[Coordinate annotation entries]

::::

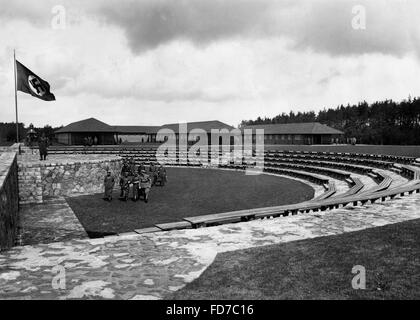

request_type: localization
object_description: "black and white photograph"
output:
[0,0,420,306]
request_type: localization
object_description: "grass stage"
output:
[67,168,314,237]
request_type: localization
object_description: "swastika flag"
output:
[16,60,55,101]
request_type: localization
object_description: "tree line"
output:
[240,97,420,145]
[0,122,59,143]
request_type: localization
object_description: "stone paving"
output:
[0,190,420,299]
[20,197,88,245]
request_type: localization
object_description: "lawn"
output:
[67,168,314,237]
[167,219,420,300]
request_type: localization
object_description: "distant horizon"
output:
[4,95,420,128]
[0,0,420,126]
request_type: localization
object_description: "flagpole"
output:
[13,49,19,143]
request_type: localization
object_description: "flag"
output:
[16,60,55,101]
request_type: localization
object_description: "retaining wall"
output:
[19,157,122,204]
[0,152,19,250]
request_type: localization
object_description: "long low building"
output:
[55,118,344,145]
[55,118,234,145]
[243,122,344,145]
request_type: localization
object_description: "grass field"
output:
[265,144,420,157]
[167,219,420,300]
[67,168,314,237]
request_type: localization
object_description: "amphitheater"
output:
[0,145,420,300]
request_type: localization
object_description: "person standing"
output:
[140,171,152,203]
[120,171,130,201]
[104,170,115,201]
[149,162,158,186]
[157,165,168,186]
[132,172,140,201]
[38,133,48,161]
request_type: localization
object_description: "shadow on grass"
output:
[66,168,314,235]
[166,219,420,300]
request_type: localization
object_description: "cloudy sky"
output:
[0,0,420,126]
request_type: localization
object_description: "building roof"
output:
[55,118,115,133]
[113,126,161,134]
[243,122,344,134]
[160,120,234,133]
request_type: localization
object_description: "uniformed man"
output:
[129,158,137,177]
[149,162,158,186]
[38,133,48,161]
[137,162,146,175]
[131,172,140,201]
[120,171,130,201]
[121,159,130,177]
[104,170,115,201]
[140,171,152,203]
[157,165,168,186]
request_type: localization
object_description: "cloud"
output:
[96,0,420,55]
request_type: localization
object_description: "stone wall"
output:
[0,152,19,250]
[19,156,122,204]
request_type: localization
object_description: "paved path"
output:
[0,194,420,299]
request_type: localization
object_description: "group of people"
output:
[104,159,167,203]
[83,136,98,147]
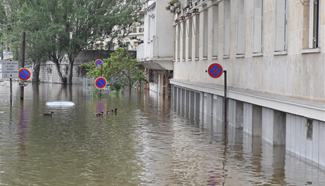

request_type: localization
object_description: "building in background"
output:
[91,22,144,51]
[137,0,174,96]
[169,0,325,167]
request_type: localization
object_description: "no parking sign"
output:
[95,76,107,90]
[208,63,223,78]
[18,68,31,81]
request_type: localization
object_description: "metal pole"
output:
[20,32,26,100]
[99,64,103,98]
[223,70,228,132]
[9,77,12,108]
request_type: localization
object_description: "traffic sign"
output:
[18,68,31,81]
[0,60,18,78]
[95,59,104,67]
[95,76,107,90]
[208,63,223,78]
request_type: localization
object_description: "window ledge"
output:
[274,51,288,56]
[253,52,263,57]
[301,48,320,54]
[236,54,245,58]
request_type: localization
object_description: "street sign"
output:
[18,68,31,81]
[95,76,107,90]
[0,60,18,78]
[95,59,104,67]
[208,63,223,78]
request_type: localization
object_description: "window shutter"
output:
[275,0,286,51]
[253,0,263,53]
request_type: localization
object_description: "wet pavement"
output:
[0,82,325,186]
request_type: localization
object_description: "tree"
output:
[83,48,147,92]
[3,0,141,84]
[46,0,140,84]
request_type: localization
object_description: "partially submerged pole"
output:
[20,32,26,100]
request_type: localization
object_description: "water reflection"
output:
[0,85,325,185]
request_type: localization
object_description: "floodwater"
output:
[0,82,325,186]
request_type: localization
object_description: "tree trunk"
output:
[53,60,65,84]
[128,77,132,95]
[32,62,41,83]
[68,59,74,85]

::::

• _Requirement_: Report each line above that contains the word "grass". Only matches with the same capitalization count.

• _Solution to this exercise_:
object_description: "grass stage"
object_description: "grass field"
object_description: "shadow on grass"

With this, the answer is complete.